▶ [Required work]:
Transcribe the rows from their first line through the line containing "target: gray sweatshirt sleeve", keeping every character unchanged.

▶ [Provided data]:
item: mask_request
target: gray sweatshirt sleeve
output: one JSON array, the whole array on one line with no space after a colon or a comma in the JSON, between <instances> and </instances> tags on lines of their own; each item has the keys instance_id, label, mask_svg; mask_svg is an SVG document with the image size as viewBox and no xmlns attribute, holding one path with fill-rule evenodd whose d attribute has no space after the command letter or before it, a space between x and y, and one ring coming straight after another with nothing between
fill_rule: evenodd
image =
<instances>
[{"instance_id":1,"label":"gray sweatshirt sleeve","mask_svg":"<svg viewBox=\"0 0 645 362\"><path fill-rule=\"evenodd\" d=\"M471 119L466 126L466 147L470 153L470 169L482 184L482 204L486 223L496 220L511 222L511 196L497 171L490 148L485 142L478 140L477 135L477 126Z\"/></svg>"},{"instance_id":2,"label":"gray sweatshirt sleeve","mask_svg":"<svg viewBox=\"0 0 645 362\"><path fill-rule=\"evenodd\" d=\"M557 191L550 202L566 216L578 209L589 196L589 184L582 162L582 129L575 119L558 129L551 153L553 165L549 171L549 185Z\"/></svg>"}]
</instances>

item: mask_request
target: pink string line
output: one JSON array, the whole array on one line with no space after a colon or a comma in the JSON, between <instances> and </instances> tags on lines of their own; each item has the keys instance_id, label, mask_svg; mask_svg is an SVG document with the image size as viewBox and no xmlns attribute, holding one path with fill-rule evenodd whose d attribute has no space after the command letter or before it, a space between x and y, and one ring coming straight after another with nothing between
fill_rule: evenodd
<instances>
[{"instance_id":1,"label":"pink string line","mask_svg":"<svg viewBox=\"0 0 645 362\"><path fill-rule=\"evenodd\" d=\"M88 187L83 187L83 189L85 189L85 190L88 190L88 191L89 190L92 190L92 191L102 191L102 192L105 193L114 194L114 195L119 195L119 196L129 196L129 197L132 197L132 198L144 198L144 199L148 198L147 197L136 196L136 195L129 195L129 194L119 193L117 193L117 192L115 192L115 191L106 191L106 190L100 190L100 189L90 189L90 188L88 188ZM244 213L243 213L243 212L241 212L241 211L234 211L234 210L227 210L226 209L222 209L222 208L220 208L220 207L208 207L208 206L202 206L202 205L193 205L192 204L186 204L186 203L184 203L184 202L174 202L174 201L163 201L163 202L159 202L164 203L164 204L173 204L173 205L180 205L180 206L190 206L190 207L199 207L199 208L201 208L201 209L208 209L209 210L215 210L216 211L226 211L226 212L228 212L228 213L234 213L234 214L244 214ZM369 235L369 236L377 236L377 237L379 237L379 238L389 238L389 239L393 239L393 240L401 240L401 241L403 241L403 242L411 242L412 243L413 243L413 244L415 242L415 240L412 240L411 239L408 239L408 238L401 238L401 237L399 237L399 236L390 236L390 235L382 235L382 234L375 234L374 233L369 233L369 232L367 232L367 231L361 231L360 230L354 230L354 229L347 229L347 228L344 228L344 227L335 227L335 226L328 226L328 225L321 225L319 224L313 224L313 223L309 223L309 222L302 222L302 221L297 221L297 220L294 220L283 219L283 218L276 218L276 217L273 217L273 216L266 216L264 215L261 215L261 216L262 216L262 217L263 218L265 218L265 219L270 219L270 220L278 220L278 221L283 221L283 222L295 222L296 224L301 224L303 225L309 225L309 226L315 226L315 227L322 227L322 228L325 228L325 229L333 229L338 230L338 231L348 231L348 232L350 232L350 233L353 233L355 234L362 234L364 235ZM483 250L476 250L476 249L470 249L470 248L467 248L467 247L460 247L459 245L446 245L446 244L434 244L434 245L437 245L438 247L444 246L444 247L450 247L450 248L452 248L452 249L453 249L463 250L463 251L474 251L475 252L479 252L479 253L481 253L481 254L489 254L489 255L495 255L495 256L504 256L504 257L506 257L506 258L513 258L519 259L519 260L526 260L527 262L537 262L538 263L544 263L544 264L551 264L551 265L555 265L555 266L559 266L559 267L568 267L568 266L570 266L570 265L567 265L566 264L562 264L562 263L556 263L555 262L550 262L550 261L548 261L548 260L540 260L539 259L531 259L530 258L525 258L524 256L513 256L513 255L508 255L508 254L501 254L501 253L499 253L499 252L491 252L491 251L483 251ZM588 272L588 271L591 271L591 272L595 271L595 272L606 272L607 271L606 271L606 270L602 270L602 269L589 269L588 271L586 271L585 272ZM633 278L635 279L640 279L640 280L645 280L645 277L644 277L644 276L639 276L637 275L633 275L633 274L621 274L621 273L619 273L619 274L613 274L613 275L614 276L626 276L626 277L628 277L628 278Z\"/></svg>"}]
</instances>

▶ [Exercise output]:
item: mask_request
target: gray sweatshirt sleeve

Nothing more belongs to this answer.